Page excerpt: Begin
A former student at Mohammed Emwazi's London university has told Sky News it allowed a toxic environment of radical Islam, where holy war was glorified behind closed doors.
The University of Westminster has insisted it condemns the promotion of radicalisation and is trying to stop it, after Emwazi was unmasked as the Islamic State militant "Jihadi John".
The unnamed ex-student said groups active at the university "created a hostile environment towards non-Muslims, were anti-Israeli and homophobic remarks were rampant at the campus".
He added: "If this toxic environment endured after I left I am not surprised a 'normal' young Muslim struggling to find identity became radicalised."
The former student added the university was "excellent" but "their tolerance was abused by people who played a double game".
The University said in a statement: "We condemn the promotion of radicalisation, terrorism and violence or threats against any member of our community.
"We have strict policies to promote tolerance among our 20,000 student community, who come to study from over 150 nations.
"Any student found to be engaging in radicalised activity or intimidating others would be subject to disciplinary procedures."
Page excerpt: End
Data for review: Begin
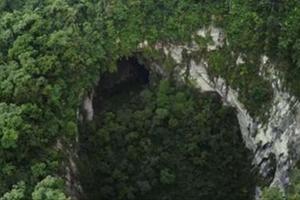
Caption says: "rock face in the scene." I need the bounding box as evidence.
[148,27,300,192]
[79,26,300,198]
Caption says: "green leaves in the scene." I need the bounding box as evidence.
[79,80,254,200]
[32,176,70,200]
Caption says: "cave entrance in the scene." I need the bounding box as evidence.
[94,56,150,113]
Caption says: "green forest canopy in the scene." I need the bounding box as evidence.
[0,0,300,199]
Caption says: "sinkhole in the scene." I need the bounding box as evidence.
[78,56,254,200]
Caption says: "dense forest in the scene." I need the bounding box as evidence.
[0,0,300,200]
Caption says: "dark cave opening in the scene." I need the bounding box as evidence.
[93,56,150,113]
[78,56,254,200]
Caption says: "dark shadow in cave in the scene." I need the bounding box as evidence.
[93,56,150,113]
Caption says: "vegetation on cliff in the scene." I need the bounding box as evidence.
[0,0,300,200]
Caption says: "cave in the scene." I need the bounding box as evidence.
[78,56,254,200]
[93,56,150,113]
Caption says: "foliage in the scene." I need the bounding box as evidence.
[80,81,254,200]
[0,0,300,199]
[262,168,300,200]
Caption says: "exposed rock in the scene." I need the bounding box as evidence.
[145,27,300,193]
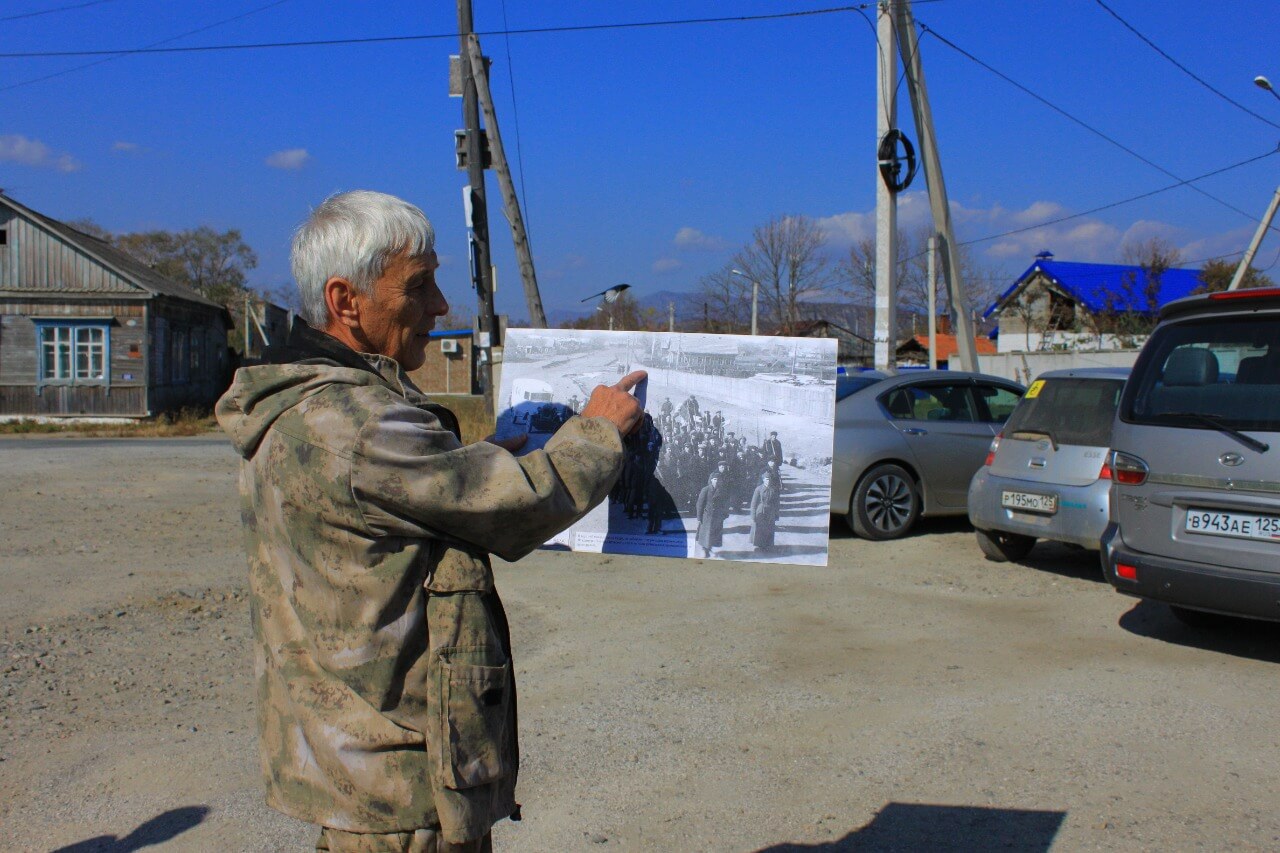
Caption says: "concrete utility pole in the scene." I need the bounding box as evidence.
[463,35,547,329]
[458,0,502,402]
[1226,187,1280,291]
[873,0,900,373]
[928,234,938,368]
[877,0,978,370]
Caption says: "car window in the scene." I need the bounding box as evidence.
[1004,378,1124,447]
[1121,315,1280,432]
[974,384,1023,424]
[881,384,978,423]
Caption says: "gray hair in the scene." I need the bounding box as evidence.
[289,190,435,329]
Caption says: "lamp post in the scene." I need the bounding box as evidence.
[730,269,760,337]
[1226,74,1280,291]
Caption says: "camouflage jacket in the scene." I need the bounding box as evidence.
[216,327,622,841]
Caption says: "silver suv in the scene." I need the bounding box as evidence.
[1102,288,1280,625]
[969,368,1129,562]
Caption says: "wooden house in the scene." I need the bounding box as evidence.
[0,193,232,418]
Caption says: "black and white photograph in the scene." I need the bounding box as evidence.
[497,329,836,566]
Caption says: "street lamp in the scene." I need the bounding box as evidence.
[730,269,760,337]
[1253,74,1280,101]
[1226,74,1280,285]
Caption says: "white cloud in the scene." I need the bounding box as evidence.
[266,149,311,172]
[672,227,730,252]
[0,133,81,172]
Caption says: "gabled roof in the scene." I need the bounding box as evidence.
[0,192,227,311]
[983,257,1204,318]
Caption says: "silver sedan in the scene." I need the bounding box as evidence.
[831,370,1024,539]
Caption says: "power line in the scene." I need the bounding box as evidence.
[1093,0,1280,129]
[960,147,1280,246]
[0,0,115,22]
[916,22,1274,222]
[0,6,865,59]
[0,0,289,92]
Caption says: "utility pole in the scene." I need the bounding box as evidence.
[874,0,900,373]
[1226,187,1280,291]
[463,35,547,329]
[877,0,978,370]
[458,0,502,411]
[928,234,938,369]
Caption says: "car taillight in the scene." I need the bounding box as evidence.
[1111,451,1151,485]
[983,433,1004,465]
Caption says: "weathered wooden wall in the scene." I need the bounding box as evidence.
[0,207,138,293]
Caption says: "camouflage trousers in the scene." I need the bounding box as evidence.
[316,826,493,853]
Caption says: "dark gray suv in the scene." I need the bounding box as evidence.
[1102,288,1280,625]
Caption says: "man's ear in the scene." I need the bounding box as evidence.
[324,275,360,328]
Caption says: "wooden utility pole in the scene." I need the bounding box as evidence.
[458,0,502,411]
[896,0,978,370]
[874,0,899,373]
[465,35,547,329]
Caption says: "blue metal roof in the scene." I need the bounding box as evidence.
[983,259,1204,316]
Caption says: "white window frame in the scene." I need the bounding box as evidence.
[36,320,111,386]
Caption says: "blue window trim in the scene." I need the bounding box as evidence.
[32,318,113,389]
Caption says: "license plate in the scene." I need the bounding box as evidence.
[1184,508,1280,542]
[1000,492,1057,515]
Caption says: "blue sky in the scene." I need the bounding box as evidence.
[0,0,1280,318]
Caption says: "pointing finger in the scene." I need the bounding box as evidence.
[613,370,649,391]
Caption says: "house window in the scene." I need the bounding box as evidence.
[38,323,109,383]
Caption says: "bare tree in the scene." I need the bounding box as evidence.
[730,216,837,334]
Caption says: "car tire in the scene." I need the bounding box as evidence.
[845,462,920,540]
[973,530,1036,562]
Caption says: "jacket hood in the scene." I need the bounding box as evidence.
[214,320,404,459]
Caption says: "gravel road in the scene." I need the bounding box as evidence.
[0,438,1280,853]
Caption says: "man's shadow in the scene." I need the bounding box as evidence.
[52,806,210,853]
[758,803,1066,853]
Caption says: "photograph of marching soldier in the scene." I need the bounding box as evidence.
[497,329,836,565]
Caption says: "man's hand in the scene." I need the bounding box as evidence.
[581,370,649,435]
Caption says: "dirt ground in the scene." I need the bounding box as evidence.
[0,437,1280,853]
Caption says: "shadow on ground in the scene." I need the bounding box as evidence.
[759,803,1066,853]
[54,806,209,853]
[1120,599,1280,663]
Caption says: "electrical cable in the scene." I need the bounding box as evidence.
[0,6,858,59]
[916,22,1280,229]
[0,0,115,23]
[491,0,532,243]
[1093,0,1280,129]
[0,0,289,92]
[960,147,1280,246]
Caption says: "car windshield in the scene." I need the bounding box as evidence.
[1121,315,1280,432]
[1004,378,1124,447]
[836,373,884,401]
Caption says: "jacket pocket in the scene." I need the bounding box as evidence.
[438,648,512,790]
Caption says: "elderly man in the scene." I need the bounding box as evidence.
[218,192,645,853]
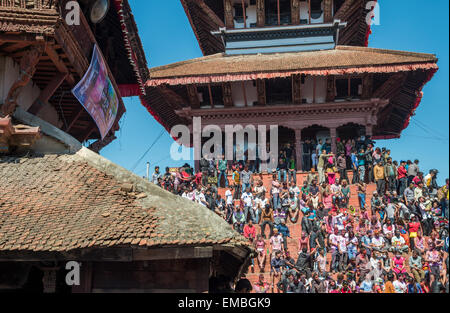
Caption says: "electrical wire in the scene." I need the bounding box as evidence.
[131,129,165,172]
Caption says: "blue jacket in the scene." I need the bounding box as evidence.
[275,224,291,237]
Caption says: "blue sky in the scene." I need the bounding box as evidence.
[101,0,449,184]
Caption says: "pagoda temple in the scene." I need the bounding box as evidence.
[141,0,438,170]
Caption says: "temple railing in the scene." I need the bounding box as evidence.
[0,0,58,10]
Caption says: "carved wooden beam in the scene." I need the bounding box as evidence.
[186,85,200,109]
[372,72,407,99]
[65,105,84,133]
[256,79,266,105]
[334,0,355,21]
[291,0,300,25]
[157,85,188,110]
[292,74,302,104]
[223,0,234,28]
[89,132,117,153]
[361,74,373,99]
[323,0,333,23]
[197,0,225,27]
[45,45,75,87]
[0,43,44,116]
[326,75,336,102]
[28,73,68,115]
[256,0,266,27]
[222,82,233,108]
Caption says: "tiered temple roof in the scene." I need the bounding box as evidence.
Data for review: End
Data for review: Begin
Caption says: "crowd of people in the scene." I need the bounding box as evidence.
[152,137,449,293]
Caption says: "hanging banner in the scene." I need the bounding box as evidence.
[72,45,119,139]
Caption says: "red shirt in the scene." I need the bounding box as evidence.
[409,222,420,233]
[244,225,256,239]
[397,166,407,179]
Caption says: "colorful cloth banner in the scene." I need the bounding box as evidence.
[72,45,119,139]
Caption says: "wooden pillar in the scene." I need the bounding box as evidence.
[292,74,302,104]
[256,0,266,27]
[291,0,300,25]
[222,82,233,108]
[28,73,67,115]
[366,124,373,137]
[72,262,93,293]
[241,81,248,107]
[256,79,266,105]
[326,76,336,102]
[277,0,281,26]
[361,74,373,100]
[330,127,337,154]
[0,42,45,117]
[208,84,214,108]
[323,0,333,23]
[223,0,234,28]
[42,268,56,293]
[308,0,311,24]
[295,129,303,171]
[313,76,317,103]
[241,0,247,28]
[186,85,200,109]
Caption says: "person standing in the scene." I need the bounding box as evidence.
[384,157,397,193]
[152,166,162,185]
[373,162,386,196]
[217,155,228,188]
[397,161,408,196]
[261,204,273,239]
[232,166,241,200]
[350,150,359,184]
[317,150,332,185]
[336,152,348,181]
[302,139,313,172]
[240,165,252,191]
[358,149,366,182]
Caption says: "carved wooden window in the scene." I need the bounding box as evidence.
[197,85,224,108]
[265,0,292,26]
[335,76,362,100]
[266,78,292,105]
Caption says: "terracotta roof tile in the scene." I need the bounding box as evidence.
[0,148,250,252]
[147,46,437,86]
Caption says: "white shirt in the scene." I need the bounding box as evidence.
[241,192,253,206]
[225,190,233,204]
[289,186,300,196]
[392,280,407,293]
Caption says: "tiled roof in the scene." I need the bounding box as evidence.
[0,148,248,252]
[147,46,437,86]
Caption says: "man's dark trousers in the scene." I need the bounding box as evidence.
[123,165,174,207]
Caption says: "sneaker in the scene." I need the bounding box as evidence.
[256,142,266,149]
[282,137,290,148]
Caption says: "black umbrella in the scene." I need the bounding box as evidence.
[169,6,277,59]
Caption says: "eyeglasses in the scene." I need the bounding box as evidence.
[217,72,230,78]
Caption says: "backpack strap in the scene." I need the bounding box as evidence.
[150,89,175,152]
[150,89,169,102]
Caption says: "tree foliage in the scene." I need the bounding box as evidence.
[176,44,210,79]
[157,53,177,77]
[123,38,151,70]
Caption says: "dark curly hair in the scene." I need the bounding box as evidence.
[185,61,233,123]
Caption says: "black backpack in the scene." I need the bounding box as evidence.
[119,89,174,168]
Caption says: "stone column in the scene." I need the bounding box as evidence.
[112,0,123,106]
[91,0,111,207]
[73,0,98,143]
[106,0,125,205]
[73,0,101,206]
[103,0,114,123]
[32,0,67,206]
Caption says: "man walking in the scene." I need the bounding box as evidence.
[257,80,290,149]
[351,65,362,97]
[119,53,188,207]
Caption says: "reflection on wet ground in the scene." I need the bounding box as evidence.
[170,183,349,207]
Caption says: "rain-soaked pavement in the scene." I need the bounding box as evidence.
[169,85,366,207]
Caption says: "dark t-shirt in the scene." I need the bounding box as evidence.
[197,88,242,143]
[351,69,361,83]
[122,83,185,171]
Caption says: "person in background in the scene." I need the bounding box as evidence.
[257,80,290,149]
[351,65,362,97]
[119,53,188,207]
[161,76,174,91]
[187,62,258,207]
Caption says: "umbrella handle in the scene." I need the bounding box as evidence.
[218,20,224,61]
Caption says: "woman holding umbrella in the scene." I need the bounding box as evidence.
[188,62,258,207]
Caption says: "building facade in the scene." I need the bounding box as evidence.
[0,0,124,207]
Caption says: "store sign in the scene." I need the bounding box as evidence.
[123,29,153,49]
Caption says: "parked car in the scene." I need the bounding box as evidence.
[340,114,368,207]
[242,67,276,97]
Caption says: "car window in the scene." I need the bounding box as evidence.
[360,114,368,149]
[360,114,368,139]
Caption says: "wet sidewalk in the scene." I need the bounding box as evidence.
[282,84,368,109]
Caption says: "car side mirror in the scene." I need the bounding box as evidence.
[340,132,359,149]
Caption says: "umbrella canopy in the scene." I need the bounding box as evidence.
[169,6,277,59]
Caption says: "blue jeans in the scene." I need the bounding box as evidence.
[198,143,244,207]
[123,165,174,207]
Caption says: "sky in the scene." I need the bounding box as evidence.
Data for review: End
Data for review: Begin
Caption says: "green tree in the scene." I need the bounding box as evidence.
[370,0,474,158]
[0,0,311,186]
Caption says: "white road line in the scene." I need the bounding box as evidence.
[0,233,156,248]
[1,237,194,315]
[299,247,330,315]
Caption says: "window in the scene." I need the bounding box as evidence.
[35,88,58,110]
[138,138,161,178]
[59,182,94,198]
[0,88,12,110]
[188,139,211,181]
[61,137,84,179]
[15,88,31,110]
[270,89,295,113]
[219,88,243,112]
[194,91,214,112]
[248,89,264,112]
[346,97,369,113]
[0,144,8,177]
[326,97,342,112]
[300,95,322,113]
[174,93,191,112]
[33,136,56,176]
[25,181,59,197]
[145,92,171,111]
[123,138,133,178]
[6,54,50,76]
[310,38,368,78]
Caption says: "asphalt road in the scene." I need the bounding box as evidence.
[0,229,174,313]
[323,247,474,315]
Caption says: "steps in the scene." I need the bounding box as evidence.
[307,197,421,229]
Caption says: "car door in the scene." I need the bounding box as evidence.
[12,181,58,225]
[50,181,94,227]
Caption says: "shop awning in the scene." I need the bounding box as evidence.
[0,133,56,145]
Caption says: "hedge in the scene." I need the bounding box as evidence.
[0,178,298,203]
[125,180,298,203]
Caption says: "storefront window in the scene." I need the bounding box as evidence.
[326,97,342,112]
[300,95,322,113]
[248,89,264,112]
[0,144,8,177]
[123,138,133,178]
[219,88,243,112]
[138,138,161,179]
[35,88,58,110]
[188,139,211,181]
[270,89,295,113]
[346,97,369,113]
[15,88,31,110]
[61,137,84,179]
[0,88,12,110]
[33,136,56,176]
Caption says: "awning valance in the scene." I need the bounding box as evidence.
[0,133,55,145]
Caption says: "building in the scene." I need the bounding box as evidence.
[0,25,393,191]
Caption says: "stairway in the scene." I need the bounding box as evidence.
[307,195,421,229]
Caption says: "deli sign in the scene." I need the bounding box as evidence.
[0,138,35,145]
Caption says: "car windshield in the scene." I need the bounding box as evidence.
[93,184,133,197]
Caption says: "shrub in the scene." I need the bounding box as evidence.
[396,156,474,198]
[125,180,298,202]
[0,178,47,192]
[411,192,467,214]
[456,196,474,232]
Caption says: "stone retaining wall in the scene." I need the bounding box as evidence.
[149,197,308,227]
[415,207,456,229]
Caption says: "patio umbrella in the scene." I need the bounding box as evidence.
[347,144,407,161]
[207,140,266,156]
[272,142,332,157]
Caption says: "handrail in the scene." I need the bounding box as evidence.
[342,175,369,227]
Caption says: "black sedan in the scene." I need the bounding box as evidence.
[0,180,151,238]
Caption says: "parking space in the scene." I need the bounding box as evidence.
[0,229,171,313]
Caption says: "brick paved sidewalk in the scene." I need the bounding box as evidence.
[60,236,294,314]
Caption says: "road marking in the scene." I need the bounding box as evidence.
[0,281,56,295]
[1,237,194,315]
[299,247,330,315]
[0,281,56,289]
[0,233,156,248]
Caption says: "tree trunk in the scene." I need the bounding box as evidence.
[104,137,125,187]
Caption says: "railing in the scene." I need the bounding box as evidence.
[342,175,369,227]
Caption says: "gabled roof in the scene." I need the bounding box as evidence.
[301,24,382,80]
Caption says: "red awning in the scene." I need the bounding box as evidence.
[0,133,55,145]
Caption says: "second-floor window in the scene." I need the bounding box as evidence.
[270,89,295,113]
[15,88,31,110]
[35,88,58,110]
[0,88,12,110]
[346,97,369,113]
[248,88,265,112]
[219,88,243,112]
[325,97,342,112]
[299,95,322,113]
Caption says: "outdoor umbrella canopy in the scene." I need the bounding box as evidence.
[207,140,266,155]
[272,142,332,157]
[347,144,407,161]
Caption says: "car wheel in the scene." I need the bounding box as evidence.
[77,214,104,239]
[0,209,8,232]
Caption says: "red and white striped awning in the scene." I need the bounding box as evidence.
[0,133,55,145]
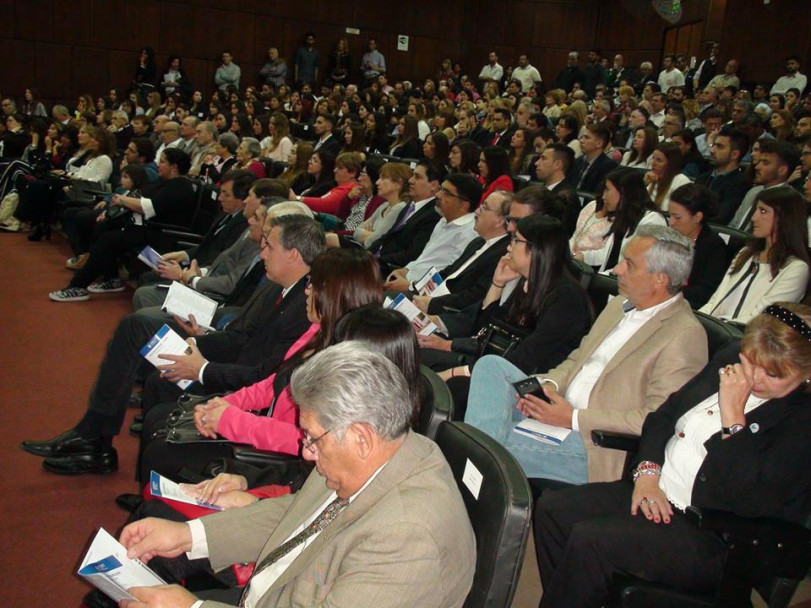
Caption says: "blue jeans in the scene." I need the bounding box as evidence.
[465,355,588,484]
Data for review: End
* Requirement 1 *
In the news report about the University of Westminster, why does the former student say he is not surprised that a young Muslim there became radicalized?
* Requirement 2 *
Retype the part of the news report about the University of Westminster from "The former student" up to and including "of our community.".

* Answer space 1 *
He believes groups at the university created a toxic environment: hostile to non-Muslims, anti-Israeli, and rife with homophobic remarks. If that environment lasted after he left, he says, it is not surprising that a "normal" young Muslim struggling to find an identity became radicalized.

* Answer space 2 *
The former student added the university was "excellent" but "their tolerance was abused by people who played a double game".
The University said in a statement: "We condemn the promotion of radicalisation, terrorism and violence or threats against any member of our community.